Challenge: Report how many lines of the records below contain the word "wall". Give only the number.

Dataset content:

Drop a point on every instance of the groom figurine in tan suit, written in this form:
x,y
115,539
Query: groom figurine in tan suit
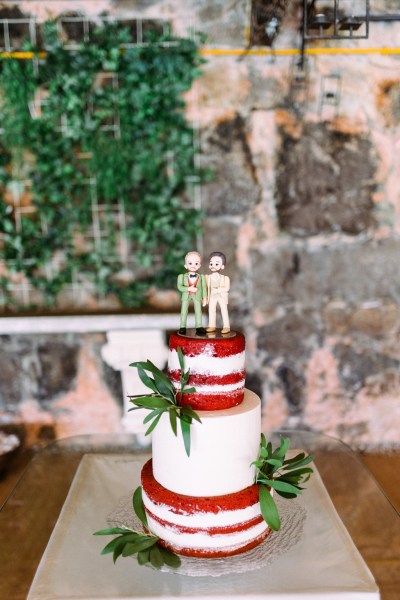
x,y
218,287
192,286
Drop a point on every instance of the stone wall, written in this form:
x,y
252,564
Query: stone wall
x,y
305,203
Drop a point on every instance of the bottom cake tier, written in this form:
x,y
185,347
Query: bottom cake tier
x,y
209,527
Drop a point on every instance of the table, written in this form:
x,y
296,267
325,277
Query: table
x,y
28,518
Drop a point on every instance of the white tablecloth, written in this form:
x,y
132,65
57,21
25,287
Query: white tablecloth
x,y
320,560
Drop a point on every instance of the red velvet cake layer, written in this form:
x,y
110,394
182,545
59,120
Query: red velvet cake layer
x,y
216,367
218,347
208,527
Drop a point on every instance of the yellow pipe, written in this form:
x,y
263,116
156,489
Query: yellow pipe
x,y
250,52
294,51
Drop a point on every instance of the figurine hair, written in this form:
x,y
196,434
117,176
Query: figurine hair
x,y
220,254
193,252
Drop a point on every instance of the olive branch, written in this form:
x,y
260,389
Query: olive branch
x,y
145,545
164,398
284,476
==
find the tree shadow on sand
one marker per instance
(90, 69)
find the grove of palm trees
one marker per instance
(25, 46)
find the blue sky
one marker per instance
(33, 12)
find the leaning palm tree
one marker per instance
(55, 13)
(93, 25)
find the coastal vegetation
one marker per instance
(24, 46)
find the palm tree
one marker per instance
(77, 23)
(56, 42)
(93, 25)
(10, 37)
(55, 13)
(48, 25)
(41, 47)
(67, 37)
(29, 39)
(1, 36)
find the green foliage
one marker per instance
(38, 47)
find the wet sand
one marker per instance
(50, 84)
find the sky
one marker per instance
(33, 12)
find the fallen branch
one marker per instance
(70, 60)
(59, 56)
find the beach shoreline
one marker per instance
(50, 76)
--
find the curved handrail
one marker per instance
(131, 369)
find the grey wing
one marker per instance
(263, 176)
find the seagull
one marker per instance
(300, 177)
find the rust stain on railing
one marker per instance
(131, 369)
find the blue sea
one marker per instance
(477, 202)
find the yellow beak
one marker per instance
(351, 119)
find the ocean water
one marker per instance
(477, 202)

Full response: 2